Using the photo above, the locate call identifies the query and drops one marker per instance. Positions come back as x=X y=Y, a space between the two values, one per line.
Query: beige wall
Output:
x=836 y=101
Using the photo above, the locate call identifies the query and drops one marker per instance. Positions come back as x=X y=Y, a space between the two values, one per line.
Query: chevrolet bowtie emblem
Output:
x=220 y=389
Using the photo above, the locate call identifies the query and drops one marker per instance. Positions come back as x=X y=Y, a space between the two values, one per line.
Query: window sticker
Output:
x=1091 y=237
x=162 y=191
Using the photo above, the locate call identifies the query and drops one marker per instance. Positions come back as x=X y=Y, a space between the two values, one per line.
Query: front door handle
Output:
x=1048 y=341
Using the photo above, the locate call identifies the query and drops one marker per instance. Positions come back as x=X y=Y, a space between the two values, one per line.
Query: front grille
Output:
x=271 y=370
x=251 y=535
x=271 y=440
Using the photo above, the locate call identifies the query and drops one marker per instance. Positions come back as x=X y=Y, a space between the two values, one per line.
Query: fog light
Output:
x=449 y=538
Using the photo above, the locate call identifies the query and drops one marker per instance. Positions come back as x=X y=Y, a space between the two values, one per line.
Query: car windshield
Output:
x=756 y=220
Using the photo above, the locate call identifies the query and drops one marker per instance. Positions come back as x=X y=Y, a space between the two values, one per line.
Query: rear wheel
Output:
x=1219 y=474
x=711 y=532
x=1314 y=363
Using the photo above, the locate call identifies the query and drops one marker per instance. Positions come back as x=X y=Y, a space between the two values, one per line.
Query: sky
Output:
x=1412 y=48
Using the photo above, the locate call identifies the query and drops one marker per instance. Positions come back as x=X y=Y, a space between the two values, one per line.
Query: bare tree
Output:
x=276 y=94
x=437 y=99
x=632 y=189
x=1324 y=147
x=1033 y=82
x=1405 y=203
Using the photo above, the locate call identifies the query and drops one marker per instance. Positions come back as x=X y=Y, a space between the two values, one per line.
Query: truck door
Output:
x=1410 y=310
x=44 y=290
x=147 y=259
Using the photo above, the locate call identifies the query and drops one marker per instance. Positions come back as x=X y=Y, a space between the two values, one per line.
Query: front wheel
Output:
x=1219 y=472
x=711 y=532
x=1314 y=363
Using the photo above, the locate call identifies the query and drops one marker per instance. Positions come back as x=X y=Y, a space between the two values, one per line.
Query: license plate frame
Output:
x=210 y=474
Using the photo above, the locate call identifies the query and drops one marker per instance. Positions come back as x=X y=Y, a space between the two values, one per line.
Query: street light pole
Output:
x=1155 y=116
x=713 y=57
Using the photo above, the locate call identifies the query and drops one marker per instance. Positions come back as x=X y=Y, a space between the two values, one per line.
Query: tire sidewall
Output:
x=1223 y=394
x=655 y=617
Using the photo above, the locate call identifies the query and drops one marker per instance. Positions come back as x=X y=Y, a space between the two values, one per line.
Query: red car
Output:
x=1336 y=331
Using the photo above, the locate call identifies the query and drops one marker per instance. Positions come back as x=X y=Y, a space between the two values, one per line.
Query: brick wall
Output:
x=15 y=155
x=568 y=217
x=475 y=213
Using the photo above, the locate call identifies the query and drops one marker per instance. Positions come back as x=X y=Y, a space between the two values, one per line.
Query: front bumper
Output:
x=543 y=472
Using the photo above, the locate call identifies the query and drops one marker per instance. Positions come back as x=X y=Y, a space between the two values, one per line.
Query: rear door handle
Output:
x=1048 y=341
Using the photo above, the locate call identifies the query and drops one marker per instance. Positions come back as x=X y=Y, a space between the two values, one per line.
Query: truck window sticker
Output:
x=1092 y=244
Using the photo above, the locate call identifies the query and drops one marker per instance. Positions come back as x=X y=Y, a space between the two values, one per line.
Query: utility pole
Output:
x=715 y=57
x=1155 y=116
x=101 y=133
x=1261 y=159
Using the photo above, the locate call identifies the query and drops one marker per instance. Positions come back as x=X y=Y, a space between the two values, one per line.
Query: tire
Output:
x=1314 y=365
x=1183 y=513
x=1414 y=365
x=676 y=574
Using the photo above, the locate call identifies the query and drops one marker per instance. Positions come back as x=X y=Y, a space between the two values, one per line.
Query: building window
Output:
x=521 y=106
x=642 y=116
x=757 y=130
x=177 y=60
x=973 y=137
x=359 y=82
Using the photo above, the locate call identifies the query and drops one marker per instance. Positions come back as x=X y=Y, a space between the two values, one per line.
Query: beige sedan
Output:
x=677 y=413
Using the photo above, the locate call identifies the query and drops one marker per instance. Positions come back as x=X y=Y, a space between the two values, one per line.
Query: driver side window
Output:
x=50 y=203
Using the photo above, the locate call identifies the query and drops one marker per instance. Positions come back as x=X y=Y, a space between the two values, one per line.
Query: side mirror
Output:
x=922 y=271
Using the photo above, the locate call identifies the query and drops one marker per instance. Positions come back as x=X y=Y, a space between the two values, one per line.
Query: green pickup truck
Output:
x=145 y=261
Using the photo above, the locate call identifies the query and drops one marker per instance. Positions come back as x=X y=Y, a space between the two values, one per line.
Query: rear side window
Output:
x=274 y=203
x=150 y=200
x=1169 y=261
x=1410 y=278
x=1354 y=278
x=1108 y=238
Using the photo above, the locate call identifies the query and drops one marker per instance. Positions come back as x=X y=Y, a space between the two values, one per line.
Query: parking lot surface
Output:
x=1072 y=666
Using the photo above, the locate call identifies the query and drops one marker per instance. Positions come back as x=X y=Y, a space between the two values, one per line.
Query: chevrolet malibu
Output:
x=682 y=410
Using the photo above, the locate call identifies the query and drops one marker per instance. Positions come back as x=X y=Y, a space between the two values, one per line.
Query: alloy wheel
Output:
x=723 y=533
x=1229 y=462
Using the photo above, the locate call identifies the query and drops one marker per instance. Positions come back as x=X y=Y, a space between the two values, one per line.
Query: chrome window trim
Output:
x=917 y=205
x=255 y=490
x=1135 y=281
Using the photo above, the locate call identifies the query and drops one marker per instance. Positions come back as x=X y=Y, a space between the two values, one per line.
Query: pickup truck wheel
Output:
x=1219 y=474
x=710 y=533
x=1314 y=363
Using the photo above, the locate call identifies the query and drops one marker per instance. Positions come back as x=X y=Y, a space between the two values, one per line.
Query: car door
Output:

+ + +

EXERCISE INSTRUCTIONS: Write out each entry again, word for word.

TASK RESPONSE:
Using the photo above, the locate call identifies the query and drops one marker per instance. Positions come back as x=X y=Y, a space between the two values, one per line.
Query: beige wall
Output:
x=836 y=101
Using the photo above, the locate call identifies the query and drops one marker per instance. Positions come back as x=X y=Y, a space between the two values, one per line.
Query: chevrolet bowtie emblem
Output:
x=220 y=389
Using the photo above, the locate call identifies the query and drops one marker per instance. Positions come back as x=X y=Y, a space between the two values, one per line.
Query: window sticker
Output:
x=1091 y=237
x=162 y=191
Using the photo above, the locate call identifies the query and drops one marker per instance. Positions come back as x=X y=Y, a space between the two values, one per line.
Query: front door handle
Output:
x=1048 y=341
Using the photo above, the locate call identifies the query and drops one marker per instance. Positions come back as x=X y=Y, a space between the two values, one per line.
Query: front grille
Output:
x=271 y=370
x=251 y=535
x=271 y=440
Using the photo above, the locate call identifies the query and drops one marker per instance. Positions come back as x=X y=Y, a space between the two values, one per line.
Query: fog light
Output:
x=449 y=538
Using the photo above, the locate call identifies the query and drops one marker per instance. Positions come back as x=X y=Y, a space between the two values, one per line.
Query: car windshield
Output:
x=756 y=220
Using the photo above, the locate call identifies the query and drops one marker per instance. Positions come back as x=X y=Y, a space between the two values, one per line.
Query: rear wheel
Output:
x=1219 y=474
x=711 y=532
x=1314 y=363
Using the photo above, the locate call identifies the query and drops one marker per instance. Positions come back as x=X y=Y, a space between the two values, one per line.
Query: sky
Output:
x=1412 y=48
Using the photo above, the locate call identifies the query and drops one marker per instance. Positions come back as x=X y=Y, a space between the two values, one per line.
Query: bare tree
Output:
x=276 y=94
x=437 y=99
x=632 y=189
x=1324 y=147
x=1033 y=82
x=1405 y=203
Using the photo above, the locate call identifies the query and drops one marker per instance. Positions come back as x=X y=Y, a space between the two values, one per line.
Query: truck door
Output:
x=1410 y=310
x=44 y=290
x=147 y=259
Using the photo above, the locate call identifies the query and drops one marker per instance. Positions come back as x=X y=Y, a space between the two values, one per line.
Query: front wheel
Output:
x=1219 y=472
x=711 y=532
x=1314 y=363
Using the photo above, the locate call identifies the query and drops one marker per instance. Positions come back as x=X y=Y, a space between the two values, one per line.
Query: license plate frame
Output:
x=210 y=474
Using the photo above, the locate call identifies the query and drops one marker per instance. Positions come back as x=X y=Y, a space between the two values, one per line.
Query: street light pole
Output:
x=1155 y=116
x=713 y=57
Using the photo above, the locate call identifies the query and drops one marker per instance. Positions come back as x=X y=Y, a space between the two values, one per line.
Query: tire sidewall
Output:
x=1223 y=394
x=655 y=617
Using the photo above, the locate call identifies the query and drops one marker per instance. Positions come back as x=X y=Y, a space between the two values, one per line.
Query: red car
Output:
x=1336 y=331
Using the photo above, the locate call identifies the query and drops one marker per instance. Positions come back as x=X y=Y, a space between the two values, one per line.
Query: brick wall
Output:
x=15 y=155
x=568 y=217
x=475 y=213
Using the photo above, the locate call identifies the query and drops one marker per instance. Positions come back as x=X y=Y, a space between the two values, one per line.
Query: front bumper
Output:
x=543 y=472
Using the photo above, the locate call identifies the query and drops one marker per instance. Positions come back as x=X y=Y, a space between the two values, one per line.
Query: rear door handle
Output:
x=1048 y=341
Using the photo above, the locate call identifies the query and drops one marker per instance. Positions come back as x=X y=Y, a space between the two values, one per line.
Query: truck window sticker
Output:
x=1092 y=244
Using the photo above, the locate call identifies the query and drops one marker per instance. Positions come back as x=X y=Y, a space between the two values, one per line.
Query: utility pole
Output:
x=715 y=57
x=1155 y=116
x=101 y=133
x=1261 y=159
Using the photo above, the locate call identifies the query and drops one marker per instance. Positions come back as x=X y=Y, a space between the two values, one per line.
Query: tire
Output:
x=1314 y=365
x=1183 y=513
x=1414 y=365
x=676 y=574
Using the photo above, the locate call identifies the query and drops one marker per instance. Positions come back as x=X y=Y, a space between the two values, one per line.
Query: building window
Output:
x=521 y=106
x=642 y=116
x=757 y=130
x=177 y=60
x=973 y=137
x=359 y=82
Using the photo above, the locate call identifies the query and drops one marker per instance. Positions come back as x=X y=Y, a space between the two values, one per line.
Query: beige sedan
Output:
x=677 y=413
Using the photo above, the locate call identifies the query and drops one marker per instance. Positions come back as x=X y=Y, a space between the two values, one per line.
Query: driver side window
Output:
x=50 y=203
Using the photo above, the locate call identifies the query and drops one marker per instance. Positions come back as x=X y=Y, a space between the two values, one per line.
Query: side mirror
Output:
x=922 y=271
Using the photo above, the locate call identifies the query and drops one marker per instance. Positions come back as x=X y=Y, a space between the two values, one per line.
Query: green pickup truck
Output:
x=145 y=261
Using the photo above, the locate call identifies the query and drops one marker per instance. Positions come back as x=X y=Y, a space between the two values, one per line.
Query: rear side window
Output:
x=274 y=203
x=150 y=200
x=1169 y=261
x=1410 y=278
x=1354 y=278
x=1108 y=238
Using the photo above, the locate call identifies the query and drops one marker per instance. Positions come back as x=X y=Y, a space between the two values, one per line.
Query: parking lot surface
Output:
x=1072 y=666
Using the photo above, the locate call identifies the query and drops one marker per instance. Positions come back as x=X y=Y, a space between the two values, one per line.
Query: chevrolet malibu
Output:
x=682 y=410
Using the photo above, the locate call identifies the query and drops one marker per instance. Positions come back as x=X y=Y, a space between the two values, one per line.
Query: alloy wheel
Output:
x=723 y=533
x=1229 y=462
Using the photo above, the locate call identifies the query and drops one marker per instance. Positions come back as x=X y=Y, a space between the two values, one per line.
Query: chrome window trim
Output:
x=917 y=205
x=255 y=490
x=1135 y=281
Using the photo above, the locate call identifies the query and drops one marker per instance. Positions come back as x=X y=Y, a space between the two values, one per line.
Query: pickup truck wheel
Output:
x=1219 y=474
x=710 y=533
x=1314 y=363
Using the photo above, the locate call identifies the query and drops one marker per instance. Positions come back as x=X y=Y, a space between the two values, one per line.
Query: car door
Output:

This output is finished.